Referring expression data

'''

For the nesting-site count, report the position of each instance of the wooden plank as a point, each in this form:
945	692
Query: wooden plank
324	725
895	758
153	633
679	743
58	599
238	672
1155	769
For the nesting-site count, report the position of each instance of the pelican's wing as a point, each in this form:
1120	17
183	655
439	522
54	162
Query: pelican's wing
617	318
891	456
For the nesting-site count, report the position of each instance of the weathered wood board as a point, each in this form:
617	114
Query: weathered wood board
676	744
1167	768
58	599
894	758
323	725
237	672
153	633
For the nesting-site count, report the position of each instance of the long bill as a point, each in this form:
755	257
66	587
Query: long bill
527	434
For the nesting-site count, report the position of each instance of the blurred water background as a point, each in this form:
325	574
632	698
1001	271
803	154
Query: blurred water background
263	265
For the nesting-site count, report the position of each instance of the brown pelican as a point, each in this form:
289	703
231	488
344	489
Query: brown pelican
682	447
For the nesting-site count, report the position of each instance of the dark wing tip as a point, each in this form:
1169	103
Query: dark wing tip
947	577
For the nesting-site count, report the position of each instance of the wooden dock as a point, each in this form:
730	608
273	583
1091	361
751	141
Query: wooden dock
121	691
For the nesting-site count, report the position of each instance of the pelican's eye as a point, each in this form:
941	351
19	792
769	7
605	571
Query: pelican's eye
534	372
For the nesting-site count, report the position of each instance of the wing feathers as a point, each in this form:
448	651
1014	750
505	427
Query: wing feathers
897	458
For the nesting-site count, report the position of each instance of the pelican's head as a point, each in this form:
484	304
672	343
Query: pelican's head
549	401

'''

# Task item
Return exactly the line that contains "of the dark" and every line after it, through the last line of the records.

# Answer space
For the nesting-site count, report the position of each instance of the dark wing tip as a point, each in this form:
1169	103
Query: dark wing tip
947	577
For the nesting-site count, report the position of each instance of the wooden dock as a point, each in this form:
730	608
273	583
1091	361
751	141
Query: wooden dock
121	691
For the nesting-site count, report the position of each instance of the pelican's eye as a point, each in this form:
941	351
19	792
769	7
605	571
Query: pelican's eye
534	372
For the nesting-site count, report the position of each instance of the wing feathers as a point, each in this form:
448	651
1014	750
505	427
Query: wing feathers
897	458
For the nesting-site count, report the position of each instance of the pelican's head as a point, each in this form:
484	304
672	343
Query: pelican's head
549	401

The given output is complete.